Data entries
════════════════
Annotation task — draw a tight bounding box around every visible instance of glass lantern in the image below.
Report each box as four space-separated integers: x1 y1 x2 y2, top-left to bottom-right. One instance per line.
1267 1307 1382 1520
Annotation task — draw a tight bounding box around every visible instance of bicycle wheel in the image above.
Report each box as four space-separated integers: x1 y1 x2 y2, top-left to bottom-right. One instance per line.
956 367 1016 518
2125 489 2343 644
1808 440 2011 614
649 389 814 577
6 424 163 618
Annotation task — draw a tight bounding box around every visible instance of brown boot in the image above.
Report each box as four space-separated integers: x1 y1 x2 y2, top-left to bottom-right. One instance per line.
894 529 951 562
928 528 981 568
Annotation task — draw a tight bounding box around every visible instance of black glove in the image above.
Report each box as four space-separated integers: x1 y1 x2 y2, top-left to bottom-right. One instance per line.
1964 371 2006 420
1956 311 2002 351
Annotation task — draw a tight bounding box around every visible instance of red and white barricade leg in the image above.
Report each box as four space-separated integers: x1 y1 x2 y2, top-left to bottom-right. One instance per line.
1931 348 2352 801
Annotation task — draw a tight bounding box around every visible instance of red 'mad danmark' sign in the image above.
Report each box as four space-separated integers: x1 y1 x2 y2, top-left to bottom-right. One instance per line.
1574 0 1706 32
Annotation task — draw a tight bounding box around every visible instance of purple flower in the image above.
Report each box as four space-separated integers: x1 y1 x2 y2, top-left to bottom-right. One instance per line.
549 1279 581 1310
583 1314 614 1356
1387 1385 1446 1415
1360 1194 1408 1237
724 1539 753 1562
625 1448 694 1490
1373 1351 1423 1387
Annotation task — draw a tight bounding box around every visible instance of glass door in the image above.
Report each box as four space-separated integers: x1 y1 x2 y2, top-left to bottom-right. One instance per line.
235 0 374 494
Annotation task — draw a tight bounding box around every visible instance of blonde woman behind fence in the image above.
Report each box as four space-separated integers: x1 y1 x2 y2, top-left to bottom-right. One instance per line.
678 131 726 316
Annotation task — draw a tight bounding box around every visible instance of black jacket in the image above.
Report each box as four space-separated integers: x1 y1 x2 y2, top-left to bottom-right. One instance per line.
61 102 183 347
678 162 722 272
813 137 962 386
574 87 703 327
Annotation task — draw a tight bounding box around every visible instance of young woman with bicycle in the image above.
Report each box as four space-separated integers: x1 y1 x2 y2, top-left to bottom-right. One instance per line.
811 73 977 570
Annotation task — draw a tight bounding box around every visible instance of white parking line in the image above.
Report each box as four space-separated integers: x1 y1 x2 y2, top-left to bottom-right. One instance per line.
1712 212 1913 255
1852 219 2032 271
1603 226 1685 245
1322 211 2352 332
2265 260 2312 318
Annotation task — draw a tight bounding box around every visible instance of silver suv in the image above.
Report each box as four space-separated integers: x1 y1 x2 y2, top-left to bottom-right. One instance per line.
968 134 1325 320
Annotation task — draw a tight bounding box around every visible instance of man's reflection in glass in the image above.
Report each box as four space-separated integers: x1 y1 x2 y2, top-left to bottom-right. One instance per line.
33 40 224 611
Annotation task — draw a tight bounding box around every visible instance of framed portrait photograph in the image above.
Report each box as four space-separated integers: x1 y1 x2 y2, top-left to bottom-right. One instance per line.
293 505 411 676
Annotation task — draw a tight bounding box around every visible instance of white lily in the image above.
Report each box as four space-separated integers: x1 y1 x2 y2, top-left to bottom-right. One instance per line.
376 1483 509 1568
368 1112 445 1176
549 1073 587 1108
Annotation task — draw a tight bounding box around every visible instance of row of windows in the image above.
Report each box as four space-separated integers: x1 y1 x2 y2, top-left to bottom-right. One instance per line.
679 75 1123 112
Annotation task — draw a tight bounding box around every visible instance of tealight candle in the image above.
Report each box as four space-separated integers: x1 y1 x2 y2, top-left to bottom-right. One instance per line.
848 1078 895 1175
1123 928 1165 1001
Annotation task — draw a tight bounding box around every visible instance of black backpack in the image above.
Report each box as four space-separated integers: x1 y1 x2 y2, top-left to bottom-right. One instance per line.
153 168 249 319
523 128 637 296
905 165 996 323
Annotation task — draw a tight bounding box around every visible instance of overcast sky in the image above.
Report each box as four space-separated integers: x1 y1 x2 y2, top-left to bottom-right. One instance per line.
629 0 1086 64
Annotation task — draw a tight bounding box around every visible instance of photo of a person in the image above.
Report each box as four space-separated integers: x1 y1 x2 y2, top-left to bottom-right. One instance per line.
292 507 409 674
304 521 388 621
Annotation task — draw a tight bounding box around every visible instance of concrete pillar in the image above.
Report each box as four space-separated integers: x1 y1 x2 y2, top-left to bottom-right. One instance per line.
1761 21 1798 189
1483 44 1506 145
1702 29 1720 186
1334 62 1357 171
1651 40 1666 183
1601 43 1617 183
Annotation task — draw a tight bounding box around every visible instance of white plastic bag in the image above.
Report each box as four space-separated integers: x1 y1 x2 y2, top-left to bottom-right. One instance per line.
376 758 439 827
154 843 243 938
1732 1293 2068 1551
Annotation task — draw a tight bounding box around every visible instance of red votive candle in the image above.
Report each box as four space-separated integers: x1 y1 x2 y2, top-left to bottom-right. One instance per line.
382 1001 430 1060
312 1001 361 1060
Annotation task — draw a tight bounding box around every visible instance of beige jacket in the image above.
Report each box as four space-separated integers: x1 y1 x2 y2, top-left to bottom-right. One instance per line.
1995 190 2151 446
════════════════
_What is needed_.
Looking through the records, copy out every line in which the word "candle" is found.

_Expected answer_.
Annotation task — draw a tight bounding box around every visible instance of tealight candle in the image above.
Annotation task — draw a tight bounding box around every visible instance of red votive candle in the image above.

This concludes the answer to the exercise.